**Information provided**.
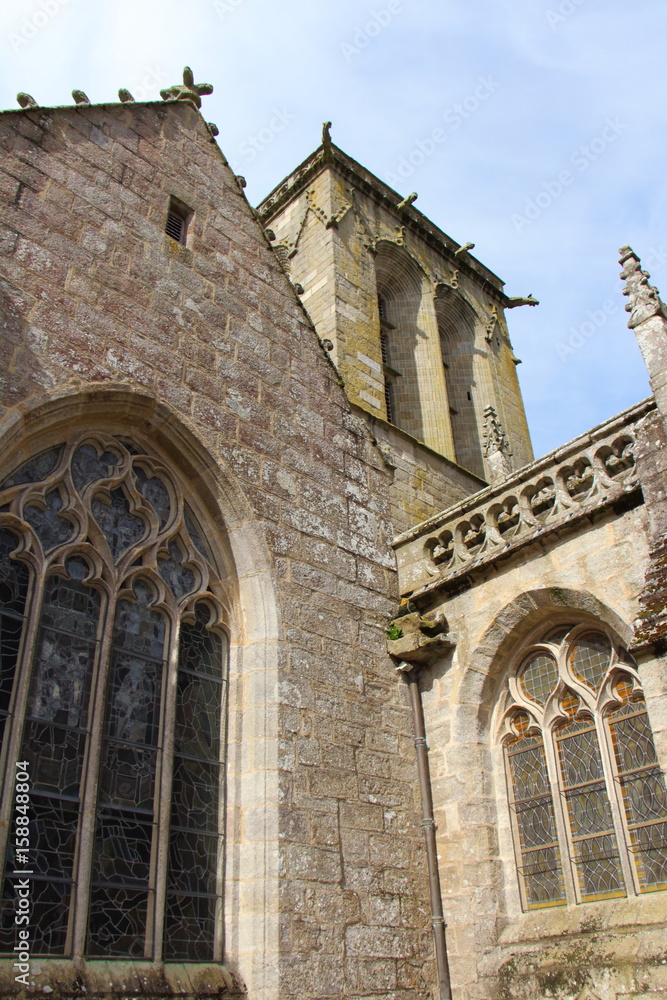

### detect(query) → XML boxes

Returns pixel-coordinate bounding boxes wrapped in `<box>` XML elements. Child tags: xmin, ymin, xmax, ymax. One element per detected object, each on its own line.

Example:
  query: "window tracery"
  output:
<box><xmin>501</xmin><ymin>623</ymin><xmax>667</xmax><ymax>909</ymax></box>
<box><xmin>0</xmin><ymin>434</ymin><xmax>230</xmax><ymax>961</ymax></box>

**Aim of the exercise**.
Return every line of the data that contains the string "ymax".

**Exercise output**.
Returns pixel-coordinate bounding boxes wrapped in `<box>` XML elements. Child tags: xmin, ymin, xmax, ymax. One element per detected object, each on its own line.
<box><xmin>501</xmin><ymin>623</ymin><xmax>667</xmax><ymax>909</ymax></box>
<box><xmin>0</xmin><ymin>434</ymin><xmax>230</xmax><ymax>961</ymax></box>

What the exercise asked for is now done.